Série de consignes:
• 1. Recopiez mot pour mot le passage du texte source qui commence à « La question qui » et se termine à « courbe d'apprentissage ... ».
• 2. D'après le texte source, quelles plates-formes sont données en exemple pour trouver des sources de dataset ?

Texte source:
- - -
Au milieu de toute cette véritable jungle il existe tout de même quelques plates-formes où vous pouvez trouver des sources de dataset: paperswithcode et kaggle.com par exemple. Mais bien souvent la licence est notée "Unknown" en faisant donc une ressource non libre même si gratuite.
Ce qui nous amène à la situation suivante : nous devons donc créer nos dataset, et c'est finalement le plus gros challenge qui se dresse devant nous. C'est clairement David contre Goliath mais peu importe tentons notre chance.
La question qui se pose toujours est de savoir quelle est la taille minimale du dataset pour que le résultat de l'apprentissage soit assez bon pour permettre le passage en production (et donc être "commercialisé" permettant ainsi d'envisager un "retour sur investissement"). Il n'y a pas de réponse "toute prête": ça dépend de ce que vous manipulez, de ce que vous cherchez, du type de données, du nombre de paramètres etc. seuls des tests "en aveugle" permettent de savoir où se place votre I.A. sur sa courbe d'apprentissage ...
- - -
(Étiquettes des points d'objet)
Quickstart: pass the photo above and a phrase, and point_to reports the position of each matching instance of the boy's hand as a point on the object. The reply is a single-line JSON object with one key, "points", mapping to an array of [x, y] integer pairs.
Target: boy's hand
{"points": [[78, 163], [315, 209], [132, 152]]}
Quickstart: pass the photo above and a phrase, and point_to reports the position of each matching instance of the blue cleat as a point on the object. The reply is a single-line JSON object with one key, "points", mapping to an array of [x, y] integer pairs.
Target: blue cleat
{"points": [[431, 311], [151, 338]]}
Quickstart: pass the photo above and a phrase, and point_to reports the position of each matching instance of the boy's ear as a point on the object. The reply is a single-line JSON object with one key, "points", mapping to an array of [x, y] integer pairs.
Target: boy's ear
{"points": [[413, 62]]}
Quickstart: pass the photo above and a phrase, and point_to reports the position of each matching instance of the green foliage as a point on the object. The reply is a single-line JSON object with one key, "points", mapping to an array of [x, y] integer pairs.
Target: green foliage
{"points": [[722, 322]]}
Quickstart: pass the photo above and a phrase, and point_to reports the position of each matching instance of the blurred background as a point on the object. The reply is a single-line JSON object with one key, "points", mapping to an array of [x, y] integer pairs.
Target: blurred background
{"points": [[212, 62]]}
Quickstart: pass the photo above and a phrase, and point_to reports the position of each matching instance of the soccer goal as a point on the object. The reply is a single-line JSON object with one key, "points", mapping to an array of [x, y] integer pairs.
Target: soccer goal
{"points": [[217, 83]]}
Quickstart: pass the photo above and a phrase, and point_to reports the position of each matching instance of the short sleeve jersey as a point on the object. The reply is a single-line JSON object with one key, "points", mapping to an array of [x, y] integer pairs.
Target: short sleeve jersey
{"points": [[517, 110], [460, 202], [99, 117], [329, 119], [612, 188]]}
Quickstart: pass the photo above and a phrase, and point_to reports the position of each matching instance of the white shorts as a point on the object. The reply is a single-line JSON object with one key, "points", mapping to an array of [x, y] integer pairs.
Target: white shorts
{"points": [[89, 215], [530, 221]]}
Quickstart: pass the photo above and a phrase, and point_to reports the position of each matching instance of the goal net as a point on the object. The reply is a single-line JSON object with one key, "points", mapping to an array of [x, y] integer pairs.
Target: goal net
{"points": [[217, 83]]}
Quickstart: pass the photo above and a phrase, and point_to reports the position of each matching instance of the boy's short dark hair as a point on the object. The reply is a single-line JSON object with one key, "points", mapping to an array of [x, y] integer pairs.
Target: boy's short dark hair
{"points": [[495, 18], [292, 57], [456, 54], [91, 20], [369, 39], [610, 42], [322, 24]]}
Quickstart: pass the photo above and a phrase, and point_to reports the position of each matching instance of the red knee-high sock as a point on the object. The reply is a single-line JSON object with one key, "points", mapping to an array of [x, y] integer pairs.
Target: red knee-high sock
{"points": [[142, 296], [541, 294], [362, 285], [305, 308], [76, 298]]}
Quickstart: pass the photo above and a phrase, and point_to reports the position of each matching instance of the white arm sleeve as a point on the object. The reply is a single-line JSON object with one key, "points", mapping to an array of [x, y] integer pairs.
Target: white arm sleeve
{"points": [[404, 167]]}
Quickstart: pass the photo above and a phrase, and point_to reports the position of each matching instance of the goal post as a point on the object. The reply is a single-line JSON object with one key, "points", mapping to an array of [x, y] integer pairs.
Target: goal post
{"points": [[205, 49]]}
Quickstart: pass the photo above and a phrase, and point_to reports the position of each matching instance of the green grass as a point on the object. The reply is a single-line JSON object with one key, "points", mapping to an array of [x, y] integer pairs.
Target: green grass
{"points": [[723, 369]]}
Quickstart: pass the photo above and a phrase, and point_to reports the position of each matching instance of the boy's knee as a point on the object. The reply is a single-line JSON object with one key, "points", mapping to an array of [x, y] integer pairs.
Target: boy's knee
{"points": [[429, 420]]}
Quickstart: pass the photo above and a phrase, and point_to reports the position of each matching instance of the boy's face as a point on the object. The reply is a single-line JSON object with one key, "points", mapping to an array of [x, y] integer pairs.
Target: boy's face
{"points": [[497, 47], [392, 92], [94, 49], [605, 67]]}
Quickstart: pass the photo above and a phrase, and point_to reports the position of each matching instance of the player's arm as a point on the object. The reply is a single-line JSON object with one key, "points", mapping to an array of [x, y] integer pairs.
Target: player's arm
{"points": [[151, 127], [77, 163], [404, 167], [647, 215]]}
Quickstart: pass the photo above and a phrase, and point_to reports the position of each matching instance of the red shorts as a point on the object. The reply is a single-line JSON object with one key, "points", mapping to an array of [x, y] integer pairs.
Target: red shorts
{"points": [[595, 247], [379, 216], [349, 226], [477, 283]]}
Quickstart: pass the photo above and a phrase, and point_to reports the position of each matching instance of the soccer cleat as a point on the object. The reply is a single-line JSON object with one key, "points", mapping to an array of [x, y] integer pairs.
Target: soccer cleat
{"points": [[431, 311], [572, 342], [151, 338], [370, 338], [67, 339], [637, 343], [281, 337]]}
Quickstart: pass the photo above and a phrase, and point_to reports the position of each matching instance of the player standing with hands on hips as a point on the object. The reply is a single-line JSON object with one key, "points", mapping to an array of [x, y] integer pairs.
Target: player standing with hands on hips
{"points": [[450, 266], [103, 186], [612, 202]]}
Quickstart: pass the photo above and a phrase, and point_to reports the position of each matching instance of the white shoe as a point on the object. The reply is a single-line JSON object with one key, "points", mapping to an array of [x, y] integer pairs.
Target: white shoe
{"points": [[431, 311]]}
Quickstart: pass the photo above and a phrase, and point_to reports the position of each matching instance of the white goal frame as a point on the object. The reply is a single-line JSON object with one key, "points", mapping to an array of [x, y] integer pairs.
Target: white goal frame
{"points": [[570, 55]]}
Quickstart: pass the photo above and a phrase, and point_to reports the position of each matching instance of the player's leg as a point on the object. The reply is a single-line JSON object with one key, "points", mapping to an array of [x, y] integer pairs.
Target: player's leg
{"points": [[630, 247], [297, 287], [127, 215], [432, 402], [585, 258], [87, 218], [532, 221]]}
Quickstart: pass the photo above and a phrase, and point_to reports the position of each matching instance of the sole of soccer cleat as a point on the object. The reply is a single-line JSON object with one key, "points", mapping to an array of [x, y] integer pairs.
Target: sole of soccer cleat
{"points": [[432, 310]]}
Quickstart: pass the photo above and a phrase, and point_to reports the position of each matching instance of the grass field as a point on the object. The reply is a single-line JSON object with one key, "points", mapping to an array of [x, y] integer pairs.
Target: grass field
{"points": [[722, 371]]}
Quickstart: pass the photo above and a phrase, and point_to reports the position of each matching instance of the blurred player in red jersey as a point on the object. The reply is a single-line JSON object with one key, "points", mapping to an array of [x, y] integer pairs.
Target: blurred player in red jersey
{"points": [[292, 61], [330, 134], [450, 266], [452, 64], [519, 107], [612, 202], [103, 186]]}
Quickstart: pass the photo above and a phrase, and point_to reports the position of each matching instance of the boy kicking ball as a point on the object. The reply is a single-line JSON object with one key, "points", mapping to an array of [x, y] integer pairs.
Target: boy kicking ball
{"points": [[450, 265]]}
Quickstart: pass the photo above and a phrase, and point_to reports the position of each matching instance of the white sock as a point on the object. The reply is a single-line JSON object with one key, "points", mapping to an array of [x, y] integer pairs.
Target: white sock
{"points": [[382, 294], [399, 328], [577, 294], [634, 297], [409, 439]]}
- - -
Corrigé des exercices:
• 1.
La question qui se pose toujours est de savoir quelle est la taille minimale du dataset pour que le résultat de l'apprentissage soit assez bon pour permettre le passage en production (et donc être "commercialisé" permettant ainsi d'envisager un "retour sur investissement"). Il n'y a pas de réponse "toute prête": ça dépend de ce que vous manipulez, de ce que vous cherchez, du type de données, du nombre de paramètres etc. seuls des tests "en aveugle" permettent de savoir où se place votre I.A. sur sa courbe d'apprentissage ...

• 2. paperswithcode et kaggle.com